*** Recorded data Section Begins ***

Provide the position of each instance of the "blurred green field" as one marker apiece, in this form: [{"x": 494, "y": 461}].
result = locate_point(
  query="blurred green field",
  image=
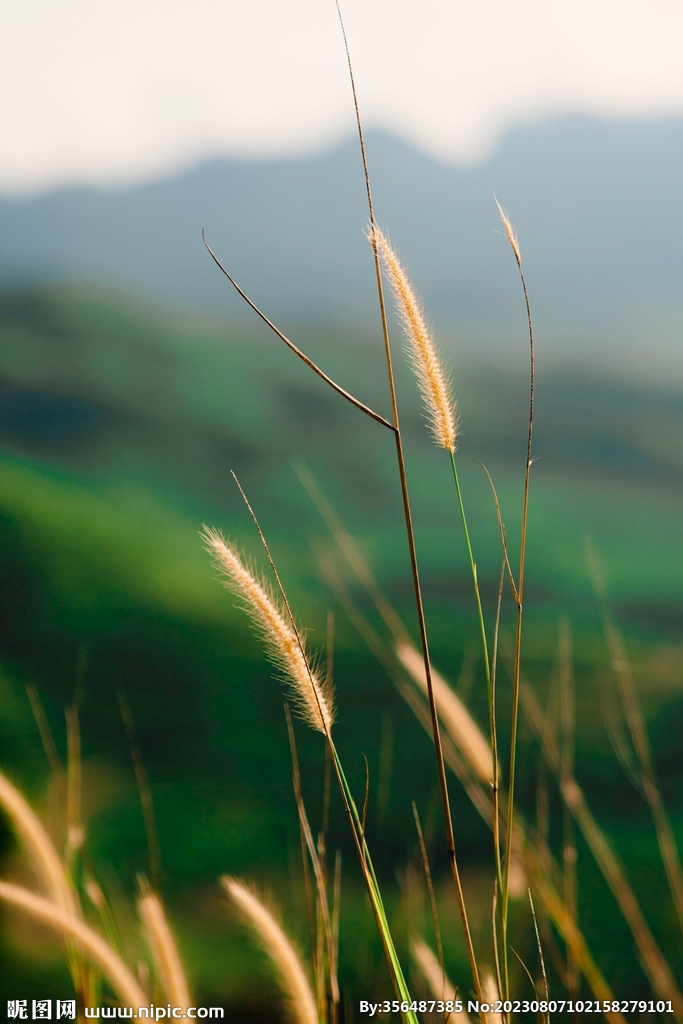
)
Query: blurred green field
[{"x": 120, "y": 424}]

*** Recorded data Section Ends ***

What is needed
Leaving the pictures out, reproduce the entries above exactly.

Response to the task
Provide the position of each instance of the "blurred green field" as one marker apiece, in this form: [{"x": 494, "y": 461}].
result = locate_point(
  query="blurred green field",
  image=
)
Query: blurred green field
[{"x": 120, "y": 424}]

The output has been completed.